WHAT YOU NEED TO DO. Transcribe every record without leaving anything out or changing a word.

■ ■ ■ ■

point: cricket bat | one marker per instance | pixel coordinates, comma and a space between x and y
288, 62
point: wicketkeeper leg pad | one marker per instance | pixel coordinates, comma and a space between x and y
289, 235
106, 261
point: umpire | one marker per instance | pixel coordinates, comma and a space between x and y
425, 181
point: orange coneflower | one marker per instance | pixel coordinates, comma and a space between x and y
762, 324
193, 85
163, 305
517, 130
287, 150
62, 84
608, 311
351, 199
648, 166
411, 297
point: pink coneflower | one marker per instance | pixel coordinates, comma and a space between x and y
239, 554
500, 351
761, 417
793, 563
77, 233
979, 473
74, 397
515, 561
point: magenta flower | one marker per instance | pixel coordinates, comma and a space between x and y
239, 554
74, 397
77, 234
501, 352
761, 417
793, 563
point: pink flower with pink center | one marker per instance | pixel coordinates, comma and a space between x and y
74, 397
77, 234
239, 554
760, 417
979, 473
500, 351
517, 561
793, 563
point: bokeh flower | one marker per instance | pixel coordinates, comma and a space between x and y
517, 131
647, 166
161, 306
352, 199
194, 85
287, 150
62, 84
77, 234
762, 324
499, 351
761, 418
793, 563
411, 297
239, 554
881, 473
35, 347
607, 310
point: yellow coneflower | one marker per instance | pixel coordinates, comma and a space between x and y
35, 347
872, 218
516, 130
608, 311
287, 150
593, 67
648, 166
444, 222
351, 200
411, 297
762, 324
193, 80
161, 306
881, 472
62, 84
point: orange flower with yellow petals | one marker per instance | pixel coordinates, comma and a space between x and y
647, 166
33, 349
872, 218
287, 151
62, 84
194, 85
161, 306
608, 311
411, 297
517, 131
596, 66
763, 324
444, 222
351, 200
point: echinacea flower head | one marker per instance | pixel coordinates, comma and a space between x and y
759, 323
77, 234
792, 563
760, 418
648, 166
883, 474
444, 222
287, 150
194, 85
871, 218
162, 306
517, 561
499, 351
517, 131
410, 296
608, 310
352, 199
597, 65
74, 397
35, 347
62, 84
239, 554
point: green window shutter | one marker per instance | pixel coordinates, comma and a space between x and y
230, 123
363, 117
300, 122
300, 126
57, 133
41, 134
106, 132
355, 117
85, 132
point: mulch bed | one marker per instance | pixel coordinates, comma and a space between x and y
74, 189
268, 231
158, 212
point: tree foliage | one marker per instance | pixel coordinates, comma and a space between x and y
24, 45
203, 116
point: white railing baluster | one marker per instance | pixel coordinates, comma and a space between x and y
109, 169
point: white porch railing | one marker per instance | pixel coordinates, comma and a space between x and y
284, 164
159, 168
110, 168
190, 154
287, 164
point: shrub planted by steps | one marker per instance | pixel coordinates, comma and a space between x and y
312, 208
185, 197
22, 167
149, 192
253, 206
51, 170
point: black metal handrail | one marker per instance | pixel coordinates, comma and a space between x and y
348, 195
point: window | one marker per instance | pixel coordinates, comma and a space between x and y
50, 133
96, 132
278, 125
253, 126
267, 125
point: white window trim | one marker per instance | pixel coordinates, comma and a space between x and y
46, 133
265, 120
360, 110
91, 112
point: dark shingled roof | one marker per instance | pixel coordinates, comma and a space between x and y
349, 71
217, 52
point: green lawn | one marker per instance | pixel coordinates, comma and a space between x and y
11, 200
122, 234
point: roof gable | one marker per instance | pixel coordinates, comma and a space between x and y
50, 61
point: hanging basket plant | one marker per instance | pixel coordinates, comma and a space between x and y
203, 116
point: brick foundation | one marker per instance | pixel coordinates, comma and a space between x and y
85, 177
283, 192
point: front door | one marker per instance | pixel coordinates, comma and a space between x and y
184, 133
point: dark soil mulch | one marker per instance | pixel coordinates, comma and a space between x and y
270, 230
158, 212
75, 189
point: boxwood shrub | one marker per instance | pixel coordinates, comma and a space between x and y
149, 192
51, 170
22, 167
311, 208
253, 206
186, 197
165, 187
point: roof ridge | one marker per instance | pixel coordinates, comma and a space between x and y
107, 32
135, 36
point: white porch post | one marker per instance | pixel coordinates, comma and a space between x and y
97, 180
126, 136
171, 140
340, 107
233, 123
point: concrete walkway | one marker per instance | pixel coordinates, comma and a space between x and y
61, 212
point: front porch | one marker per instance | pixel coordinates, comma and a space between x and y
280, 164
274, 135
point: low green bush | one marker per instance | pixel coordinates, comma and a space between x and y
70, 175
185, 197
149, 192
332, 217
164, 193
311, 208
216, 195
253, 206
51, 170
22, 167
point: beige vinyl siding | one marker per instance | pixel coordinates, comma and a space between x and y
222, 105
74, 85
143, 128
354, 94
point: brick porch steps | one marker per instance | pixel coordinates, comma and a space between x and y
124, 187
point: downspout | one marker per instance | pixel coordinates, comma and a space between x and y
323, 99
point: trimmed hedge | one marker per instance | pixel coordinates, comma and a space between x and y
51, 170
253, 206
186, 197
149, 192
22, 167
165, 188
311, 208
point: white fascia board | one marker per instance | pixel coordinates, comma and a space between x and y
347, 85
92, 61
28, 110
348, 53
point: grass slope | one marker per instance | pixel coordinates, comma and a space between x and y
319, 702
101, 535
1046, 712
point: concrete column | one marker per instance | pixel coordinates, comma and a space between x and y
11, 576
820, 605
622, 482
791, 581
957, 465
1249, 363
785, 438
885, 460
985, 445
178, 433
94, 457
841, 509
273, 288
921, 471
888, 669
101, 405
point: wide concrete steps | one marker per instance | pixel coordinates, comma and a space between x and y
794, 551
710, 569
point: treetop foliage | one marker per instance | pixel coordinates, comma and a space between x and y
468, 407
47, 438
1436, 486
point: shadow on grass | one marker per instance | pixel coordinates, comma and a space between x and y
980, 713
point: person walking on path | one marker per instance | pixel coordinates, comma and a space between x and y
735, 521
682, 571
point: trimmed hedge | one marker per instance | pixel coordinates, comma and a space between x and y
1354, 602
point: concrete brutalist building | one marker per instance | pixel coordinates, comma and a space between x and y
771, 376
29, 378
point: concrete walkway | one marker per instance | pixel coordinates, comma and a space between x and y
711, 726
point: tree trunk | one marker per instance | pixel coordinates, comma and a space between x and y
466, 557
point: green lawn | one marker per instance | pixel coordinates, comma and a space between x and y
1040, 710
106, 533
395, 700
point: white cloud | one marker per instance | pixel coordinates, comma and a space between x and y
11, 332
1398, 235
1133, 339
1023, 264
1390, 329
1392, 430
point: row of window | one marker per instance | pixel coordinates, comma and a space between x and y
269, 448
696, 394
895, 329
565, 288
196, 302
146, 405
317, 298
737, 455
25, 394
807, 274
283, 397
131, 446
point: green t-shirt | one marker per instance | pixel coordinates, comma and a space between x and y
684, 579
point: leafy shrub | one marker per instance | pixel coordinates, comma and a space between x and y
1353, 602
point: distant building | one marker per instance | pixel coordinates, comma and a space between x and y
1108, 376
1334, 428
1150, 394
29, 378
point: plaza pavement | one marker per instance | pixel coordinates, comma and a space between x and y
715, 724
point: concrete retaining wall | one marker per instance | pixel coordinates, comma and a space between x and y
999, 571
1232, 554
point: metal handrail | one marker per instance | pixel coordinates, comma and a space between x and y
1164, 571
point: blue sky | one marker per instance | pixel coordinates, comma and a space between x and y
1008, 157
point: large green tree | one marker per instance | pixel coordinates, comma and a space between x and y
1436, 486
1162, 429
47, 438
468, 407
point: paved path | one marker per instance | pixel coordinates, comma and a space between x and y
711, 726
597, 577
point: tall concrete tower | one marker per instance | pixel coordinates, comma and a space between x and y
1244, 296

■ ■ ■ ■

EXERCISE ANSWER.
point: cricket bat | one marker per instance | pixel coordinates, comma and a space between x and y
288, 62
point: wicketkeeper leg pad | one marker per instance | pixel coordinates, comma and a space between x and y
289, 235
106, 261
point: umpire | one marker per instance | pixel coordinates, comma and a space between x and y
425, 181
point: orange coneflower | one marker per instance | pixel coordinates, comma and a space between x and y
762, 324
193, 85
163, 305
517, 130
287, 150
62, 84
608, 311
351, 199
648, 166
411, 297
point: pink coneflower | one marker per instance | pixel coordinates, comma and a space between x and y
239, 554
500, 351
761, 417
793, 563
77, 233
979, 473
74, 397
515, 561
point: magenta flower | one marker per instance | pixel coordinates, comma and a space between x and y
239, 554
74, 397
77, 234
501, 352
761, 417
793, 563
point: pink flower with pink center | one marker per instance | pixel coordinates, comma and a space between x and y
74, 397
77, 234
239, 554
760, 417
979, 473
500, 351
517, 561
793, 563
point: bokeh flower | one marker per instance | pixel coordinates, comma and a space between x and y
517, 131
647, 166
161, 306
352, 199
194, 85
287, 150
62, 84
77, 234
762, 324
499, 351
761, 418
793, 563
411, 297
239, 554
881, 473
35, 347
607, 310
point: yellow coneflower | one marker per instance | pixel coordinates, comma and a space between x and y
35, 347
872, 218
516, 130
608, 311
287, 150
593, 67
648, 166
444, 222
351, 200
411, 297
762, 324
193, 80
161, 306
881, 472
62, 84
point: orange flower with yellow petals | one marker per instance | pixel coordinates, comma and a space between x and y
647, 166
33, 349
872, 218
287, 151
62, 84
194, 85
161, 306
608, 311
411, 297
517, 131
596, 66
763, 324
444, 222
351, 200
point: echinacea flower head | one marker per instance | pixel coordinates, comma and a space between x and y
759, 323
77, 234
792, 563
760, 418
648, 166
883, 474
444, 222
287, 150
194, 85
871, 218
162, 306
517, 561
499, 351
517, 131
410, 296
608, 310
352, 199
597, 65
74, 397
35, 347
62, 84
239, 554
point: green window shutter | one marker per instance | pixel coordinates, comma and a space between x and y
230, 123
363, 117
300, 122
300, 126
57, 133
41, 134
106, 132
355, 117
85, 132
point: mulch bed | one marker per instance | pixel coordinates, comma and a space between x and y
74, 189
268, 231
158, 212
point: tree foliage | one marker per instance | pixel coordinates, comma and a space between x and y
24, 45
203, 116
point: white railing baluster | one marker per instance | pixel coordinates, comma and a space between x and y
109, 169
point: white porch railing | one marker per instance | pixel coordinates, comma and a space between x and y
284, 164
159, 168
110, 168
190, 154
287, 164
point: shrub planted by steps | one marker per instance | pixel coordinates, comma and a space between x and y
312, 208
185, 197
22, 167
149, 192
253, 206
51, 170
point: black metal handrail | one marker per instance | pixel coordinates, comma and a space between x and y
348, 195
point: window | one marker per instance | pixel coordinates, comma and a space between x and y
50, 133
96, 132
278, 125
253, 126
267, 125
point: white window trim | one marker per instance | pixel coordinates, comma and a space between x and y
46, 133
265, 120
360, 110
91, 112
point: dark shingled roof | one marker per instance | pixel coordinates, comma and a space between x and y
349, 71
217, 52
point: green lawn | one marker per instance | pixel coordinates, comma and a space between x and y
11, 200
122, 234
point: roof gable | one marker per instance | pixel coordinates, comma and a space between x and y
50, 61
point: hanging basket plant | one marker per instance | pixel coordinates, comma and a space between x and y
203, 116
point: brick foundation | one marker per instance | pixel coordinates, comma and a space between x and y
85, 177
283, 192
point: front door | one marker per instance | pixel coordinates, comma and a space between x and y
184, 133
point: dark soil mulch | one marker per instance | pixel coordinates, comma and a space between x and y
270, 230
158, 212
75, 189
point: boxwood shrub | one marker per instance | pixel coordinates, comma and a space between x and y
149, 192
51, 170
22, 167
311, 208
253, 206
186, 197
165, 187
point: roof ridge | one marker per instance | pixel coordinates, comma and a space between x and y
107, 32
135, 36
point: white porch post | one marker per instance | pixel coordinates, comma and a space between x and y
97, 180
126, 136
171, 140
340, 107
233, 123
point: concrete walkway | one marker per instance | pixel coordinates, comma and a space between x and y
61, 212
point: front porch | one marker per instance | pixel coordinates, comma and a space between x and y
280, 164
274, 135
point: low green bush | one marker per instance | pixel coordinates, comma and a space between x and y
70, 175
185, 197
149, 192
332, 217
164, 193
311, 208
216, 195
253, 206
51, 170
22, 167
point: beige vinyl siding | one marker per instance | pixel coordinates, comma and a space between x and y
222, 105
74, 85
143, 128
354, 94
point: brick porch steps | one marker per instance | pixel coordinates, comma and a space between x and y
124, 187
point: downspout | one marker per instance | pixel coordinates, comma and a space between x and y
323, 99
point: trimmed hedge | one marker per instance | pixel coordinates, comma and a space between x and y
51, 170
253, 206
186, 197
149, 192
22, 167
165, 188
311, 208
point: white fascia board | one marker per instance | pixel coordinates, comma and a space between x and y
347, 85
92, 61
28, 110
348, 53
point: grass slope | one marker per instance | pixel coordinates, comma and a space between x and y
319, 702
101, 535
1046, 712
point: concrete column | one marker per instance | pixel coordinates, comma and a space between x and y
11, 576
820, 605
622, 482
791, 581
957, 465
1249, 363
785, 438
885, 460
985, 445
178, 433
94, 457
841, 509
273, 288
921, 471
888, 669
101, 405
point: wide concrete steps | one marker per instance | pixel coordinates, comma and a space between x and y
794, 551
710, 569
point: treetop foliage | one marker per instance | pixel coordinates, comma and a space between x and y
468, 407
47, 438
1436, 486
point: shadow on grass | one marker per instance | pixel coordinates, comma and a space between x and y
980, 713
point: person walking on path | one marker per instance | pixel coordinates, comma and a space between x and y
735, 521
682, 571
point: trimmed hedge | one marker per instance | pixel coordinates, comma and a space between x and y
1354, 602
point: concrete brutalist building | one marker per instance | pixel coordinates, comma and a space between x and y
771, 376
29, 378
point: concrete walkway | one marker per instance | pixel coordinates, comma and a space between x and y
711, 726
point: tree trunk | one marker per instance | pixel coordinates, comma and a space between x and y
466, 557
point: green lawn | one marker per instance | pixel coordinates, comma and a space between x and y
1040, 710
106, 533
395, 700
point: white cloud | one marker per instance | pixel coordinates, comma and a space between x and y
11, 332
1398, 235
1133, 339
1023, 264
1390, 329
1392, 430
point: row of window | one marker per instance | pixel coordinates, comma and a space between x and y
269, 448
696, 394
895, 329
565, 288
196, 302
146, 405
317, 298
737, 455
25, 394
807, 274
283, 397
131, 446
point: green t-shirt | one marker per instance | pixel coordinates, comma and a space between x and y
684, 579
point: leafy shrub | one marker per instance | pixel coordinates, comma and a space between x and y
1353, 602
point: distant building | one marker per instance | pixel coordinates, comma and a space between x and y
1108, 376
1334, 428
1150, 394
29, 378
point: plaza pavement | one marker per instance | pixel coordinates, comma and a space between x and y
715, 724
point: concrete retaining wall | one marker per instance | pixel coordinates, comma and a space between x and y
999, 571
1232, 554
point: metal handrail | one marker per instance | pixel coordinates, comma and a space between x and y
1164, 571
point: blue sky | one marker per instance | pixel coordinates, comma and a space between x and y
1008, 157
point: large green tree | one marker per instance | pixel coordinates, comma and a space between x and y
1436, 486
1162, 429
47, 438
468, 407
point: paved path | one marker per instance | pixel coordinates, comma and a space between x and y
711, 726
597, 577
point: tall concrete tower | one marker per instance | pixel coordinates, comma and a space between x and y
1244, 296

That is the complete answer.